DIRECTIONS FOR THIS TASK —
Reproduce verbatim the lines below, from the line containing "Where can the concrete" through the last line, including both.

GIVEN DATA —

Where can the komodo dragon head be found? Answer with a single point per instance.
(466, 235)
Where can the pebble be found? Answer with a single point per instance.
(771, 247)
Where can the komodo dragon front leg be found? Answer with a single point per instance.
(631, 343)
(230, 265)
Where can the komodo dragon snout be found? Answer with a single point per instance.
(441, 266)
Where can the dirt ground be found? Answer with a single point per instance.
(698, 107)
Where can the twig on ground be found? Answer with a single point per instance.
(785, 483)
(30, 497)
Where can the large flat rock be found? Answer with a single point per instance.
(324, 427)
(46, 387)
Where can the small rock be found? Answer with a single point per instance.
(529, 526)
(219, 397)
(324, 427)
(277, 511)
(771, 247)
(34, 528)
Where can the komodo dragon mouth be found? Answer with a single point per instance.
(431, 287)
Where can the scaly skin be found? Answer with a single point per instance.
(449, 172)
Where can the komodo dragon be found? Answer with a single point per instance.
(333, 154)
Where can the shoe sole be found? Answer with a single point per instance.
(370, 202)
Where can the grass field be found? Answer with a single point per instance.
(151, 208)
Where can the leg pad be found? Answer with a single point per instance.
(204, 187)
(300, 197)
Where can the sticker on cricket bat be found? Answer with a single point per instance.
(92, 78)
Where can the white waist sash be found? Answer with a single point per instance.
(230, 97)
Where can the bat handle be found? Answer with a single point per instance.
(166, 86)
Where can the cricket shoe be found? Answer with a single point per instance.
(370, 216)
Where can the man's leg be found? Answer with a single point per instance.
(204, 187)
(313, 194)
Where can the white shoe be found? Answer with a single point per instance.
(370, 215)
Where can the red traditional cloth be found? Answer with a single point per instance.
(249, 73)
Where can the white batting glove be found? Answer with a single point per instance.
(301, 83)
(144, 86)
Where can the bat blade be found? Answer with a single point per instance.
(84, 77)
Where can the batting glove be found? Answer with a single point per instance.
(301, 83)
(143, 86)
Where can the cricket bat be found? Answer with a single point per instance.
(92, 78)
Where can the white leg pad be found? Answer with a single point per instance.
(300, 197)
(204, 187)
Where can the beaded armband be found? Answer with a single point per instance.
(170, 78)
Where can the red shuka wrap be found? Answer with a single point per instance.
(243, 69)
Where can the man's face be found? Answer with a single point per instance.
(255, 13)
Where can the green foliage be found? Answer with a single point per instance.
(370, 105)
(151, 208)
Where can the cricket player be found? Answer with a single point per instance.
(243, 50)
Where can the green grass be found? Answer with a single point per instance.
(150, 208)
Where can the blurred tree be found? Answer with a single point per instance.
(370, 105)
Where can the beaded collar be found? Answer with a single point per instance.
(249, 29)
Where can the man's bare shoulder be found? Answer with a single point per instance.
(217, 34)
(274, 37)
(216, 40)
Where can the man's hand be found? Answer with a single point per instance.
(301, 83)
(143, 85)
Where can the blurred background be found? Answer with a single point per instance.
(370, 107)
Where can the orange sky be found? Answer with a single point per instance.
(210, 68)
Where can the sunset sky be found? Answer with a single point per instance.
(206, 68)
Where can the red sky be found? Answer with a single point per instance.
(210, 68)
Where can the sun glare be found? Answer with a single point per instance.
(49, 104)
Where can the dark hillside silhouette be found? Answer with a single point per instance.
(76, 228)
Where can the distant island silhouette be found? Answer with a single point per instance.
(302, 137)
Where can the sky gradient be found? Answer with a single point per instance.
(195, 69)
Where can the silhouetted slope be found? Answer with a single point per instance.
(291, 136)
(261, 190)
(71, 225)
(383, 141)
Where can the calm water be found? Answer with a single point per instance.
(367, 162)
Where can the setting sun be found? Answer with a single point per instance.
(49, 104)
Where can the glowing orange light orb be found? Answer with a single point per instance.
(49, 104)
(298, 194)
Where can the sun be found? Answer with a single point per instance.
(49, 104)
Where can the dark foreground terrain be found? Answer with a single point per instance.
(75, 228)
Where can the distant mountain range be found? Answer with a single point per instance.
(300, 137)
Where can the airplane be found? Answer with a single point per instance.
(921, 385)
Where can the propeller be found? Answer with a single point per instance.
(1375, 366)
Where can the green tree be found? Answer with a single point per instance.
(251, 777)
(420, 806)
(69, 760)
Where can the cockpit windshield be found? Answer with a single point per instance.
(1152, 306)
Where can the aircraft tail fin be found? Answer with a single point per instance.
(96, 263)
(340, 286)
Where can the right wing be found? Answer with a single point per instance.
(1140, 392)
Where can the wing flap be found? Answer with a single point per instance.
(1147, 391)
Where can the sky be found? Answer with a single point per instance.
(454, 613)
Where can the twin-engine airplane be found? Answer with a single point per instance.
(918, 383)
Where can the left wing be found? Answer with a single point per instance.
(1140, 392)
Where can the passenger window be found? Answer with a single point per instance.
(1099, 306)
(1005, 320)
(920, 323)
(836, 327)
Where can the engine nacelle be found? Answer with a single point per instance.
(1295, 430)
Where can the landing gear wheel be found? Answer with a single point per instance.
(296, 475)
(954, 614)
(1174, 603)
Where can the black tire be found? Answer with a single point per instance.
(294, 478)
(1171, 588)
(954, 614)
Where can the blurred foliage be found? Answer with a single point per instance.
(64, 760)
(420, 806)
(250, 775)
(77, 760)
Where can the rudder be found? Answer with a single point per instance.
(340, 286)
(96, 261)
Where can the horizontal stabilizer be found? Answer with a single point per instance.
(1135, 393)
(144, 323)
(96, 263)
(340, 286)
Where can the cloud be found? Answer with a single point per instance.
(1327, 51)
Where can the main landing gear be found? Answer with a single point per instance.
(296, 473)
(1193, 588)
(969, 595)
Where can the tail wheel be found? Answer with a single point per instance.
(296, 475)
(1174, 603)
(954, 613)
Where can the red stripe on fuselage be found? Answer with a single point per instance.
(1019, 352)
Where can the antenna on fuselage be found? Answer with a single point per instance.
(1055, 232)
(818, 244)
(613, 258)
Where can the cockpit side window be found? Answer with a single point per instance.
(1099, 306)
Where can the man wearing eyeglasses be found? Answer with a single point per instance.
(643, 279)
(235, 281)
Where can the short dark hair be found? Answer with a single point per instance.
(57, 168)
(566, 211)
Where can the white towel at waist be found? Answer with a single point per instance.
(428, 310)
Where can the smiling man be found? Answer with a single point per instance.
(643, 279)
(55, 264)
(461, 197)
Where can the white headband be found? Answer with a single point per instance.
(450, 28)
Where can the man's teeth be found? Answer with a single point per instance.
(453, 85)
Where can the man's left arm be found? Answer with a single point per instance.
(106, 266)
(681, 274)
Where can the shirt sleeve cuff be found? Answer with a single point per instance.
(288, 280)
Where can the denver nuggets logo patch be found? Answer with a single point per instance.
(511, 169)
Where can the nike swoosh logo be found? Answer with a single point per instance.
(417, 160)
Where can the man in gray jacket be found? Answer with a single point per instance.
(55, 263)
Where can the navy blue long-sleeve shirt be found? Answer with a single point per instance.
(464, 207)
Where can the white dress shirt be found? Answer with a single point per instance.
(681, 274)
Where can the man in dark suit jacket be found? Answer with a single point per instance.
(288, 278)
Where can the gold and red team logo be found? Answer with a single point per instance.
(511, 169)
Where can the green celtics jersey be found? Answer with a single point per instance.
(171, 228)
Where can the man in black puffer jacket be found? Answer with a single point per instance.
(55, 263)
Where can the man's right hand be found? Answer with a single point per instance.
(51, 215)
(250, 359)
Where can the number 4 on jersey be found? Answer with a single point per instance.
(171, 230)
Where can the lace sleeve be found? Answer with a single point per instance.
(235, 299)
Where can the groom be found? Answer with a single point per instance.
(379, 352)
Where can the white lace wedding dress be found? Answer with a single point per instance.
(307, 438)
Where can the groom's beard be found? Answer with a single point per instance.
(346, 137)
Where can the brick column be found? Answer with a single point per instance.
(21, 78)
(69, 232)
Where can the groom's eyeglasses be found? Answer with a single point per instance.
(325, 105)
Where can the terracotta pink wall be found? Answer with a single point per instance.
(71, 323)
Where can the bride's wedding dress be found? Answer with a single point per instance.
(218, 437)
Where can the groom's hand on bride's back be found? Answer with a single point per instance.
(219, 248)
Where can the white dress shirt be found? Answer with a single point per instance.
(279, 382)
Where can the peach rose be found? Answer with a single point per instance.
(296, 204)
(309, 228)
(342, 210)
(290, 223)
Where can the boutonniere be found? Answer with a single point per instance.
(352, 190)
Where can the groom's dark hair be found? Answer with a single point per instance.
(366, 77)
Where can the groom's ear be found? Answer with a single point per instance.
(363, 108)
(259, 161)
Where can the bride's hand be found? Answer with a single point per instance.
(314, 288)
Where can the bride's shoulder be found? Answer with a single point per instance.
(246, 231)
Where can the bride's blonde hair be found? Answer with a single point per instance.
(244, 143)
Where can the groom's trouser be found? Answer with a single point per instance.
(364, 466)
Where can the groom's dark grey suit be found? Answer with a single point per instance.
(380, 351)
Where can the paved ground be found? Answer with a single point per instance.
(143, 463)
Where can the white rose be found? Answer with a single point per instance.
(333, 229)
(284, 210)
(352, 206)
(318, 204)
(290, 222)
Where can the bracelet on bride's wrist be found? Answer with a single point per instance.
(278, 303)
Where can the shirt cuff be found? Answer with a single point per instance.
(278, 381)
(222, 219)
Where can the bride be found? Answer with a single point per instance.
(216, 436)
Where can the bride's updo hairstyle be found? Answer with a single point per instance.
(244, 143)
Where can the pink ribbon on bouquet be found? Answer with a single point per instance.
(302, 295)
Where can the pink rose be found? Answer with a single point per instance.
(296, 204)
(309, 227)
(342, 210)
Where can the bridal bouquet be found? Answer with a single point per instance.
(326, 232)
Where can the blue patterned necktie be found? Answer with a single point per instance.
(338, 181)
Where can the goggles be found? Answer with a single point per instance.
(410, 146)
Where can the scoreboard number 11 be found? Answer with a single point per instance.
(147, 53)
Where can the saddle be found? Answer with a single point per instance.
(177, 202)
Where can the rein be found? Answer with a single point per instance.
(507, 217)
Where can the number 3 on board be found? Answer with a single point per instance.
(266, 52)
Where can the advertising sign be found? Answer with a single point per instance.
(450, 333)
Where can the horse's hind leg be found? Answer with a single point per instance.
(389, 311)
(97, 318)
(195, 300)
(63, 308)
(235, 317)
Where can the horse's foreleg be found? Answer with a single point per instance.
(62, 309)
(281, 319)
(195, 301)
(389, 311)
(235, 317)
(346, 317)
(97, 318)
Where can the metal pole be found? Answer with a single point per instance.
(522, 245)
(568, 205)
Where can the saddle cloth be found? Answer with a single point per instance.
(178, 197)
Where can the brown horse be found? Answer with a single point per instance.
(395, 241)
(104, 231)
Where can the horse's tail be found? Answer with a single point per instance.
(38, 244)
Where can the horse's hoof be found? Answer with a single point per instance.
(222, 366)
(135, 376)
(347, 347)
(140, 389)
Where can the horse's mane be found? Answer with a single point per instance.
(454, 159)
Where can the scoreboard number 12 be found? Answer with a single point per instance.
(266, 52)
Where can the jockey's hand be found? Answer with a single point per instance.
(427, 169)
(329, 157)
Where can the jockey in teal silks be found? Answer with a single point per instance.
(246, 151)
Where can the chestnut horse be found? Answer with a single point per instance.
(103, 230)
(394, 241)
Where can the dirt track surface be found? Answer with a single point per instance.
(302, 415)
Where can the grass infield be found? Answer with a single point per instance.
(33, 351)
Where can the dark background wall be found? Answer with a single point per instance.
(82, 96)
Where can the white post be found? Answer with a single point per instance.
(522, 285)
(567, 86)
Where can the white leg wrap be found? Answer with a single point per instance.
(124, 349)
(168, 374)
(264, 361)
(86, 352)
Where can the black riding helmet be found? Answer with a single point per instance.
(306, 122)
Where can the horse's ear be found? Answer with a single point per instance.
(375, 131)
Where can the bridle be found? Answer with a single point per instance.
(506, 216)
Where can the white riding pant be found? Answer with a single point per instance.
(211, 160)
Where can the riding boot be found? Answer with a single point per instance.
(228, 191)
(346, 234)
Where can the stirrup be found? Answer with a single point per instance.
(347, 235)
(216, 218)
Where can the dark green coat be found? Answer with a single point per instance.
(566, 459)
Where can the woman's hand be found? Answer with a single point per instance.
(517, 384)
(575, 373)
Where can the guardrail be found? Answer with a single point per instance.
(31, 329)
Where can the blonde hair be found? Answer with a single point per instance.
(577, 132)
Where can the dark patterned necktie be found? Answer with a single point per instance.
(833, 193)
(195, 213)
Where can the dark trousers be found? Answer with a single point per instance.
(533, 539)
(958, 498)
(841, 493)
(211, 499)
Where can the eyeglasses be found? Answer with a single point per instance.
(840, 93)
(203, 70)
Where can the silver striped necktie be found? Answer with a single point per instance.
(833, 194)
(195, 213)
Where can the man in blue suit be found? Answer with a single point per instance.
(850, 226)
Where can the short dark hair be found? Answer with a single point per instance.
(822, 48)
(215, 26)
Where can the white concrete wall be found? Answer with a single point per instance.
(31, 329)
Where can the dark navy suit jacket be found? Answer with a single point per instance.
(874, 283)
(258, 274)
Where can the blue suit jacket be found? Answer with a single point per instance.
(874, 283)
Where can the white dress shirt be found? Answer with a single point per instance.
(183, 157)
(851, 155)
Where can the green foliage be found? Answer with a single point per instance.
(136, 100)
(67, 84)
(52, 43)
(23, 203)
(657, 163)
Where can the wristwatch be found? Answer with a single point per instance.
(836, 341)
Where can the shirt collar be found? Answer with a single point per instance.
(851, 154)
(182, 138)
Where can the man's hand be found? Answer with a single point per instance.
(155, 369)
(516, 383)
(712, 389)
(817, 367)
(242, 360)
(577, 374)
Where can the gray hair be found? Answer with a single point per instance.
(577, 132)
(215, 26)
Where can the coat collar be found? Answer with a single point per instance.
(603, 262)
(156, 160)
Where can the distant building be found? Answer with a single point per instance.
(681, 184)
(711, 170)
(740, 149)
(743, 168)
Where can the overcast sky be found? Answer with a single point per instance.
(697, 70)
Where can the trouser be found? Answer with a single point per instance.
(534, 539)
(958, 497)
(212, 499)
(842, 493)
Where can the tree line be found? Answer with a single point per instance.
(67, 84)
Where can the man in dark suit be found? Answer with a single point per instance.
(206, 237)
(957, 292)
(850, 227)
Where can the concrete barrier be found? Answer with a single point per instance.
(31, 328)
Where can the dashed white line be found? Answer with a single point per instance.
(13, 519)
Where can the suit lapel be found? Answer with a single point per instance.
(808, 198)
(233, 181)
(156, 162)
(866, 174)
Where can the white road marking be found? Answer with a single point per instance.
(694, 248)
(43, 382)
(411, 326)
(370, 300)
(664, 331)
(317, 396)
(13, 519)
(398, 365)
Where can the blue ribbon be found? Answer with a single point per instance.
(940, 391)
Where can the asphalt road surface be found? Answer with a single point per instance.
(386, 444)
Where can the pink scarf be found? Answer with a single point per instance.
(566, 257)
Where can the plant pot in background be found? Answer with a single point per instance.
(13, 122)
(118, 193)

EXERCISE ANSWER —
Where can the concrete barrier be found? Answer with a single point per instance.
(31, 328)
Where can the dashed white line be found? Answer with a single point per instance.
(13, 519)
Where can the suit lapel be found? Answer with a single point per instance.
(808, 198)
(233, 181)
(156, 162)
(866, 174)
Where can the white road marking be found? Answer with a single point per instance.
(694, 248)
(43, 382)
(411, 326)
(370, 300)
(664, 331)
(317, 396)
(13, 519)
(398, 365)
Where can the blue ribbon be found? Answer with a single point per instance.
(940, 391)
Where can the asphalt road surface be found? Answer with a single point per instance.
(386, 444)
Where can the pink scarf be found? Answer with a single point per instance.
(566, 257)
Where can the plant pot in background be found? Answer with a single point per instance.
(13, 122)
(118, 193)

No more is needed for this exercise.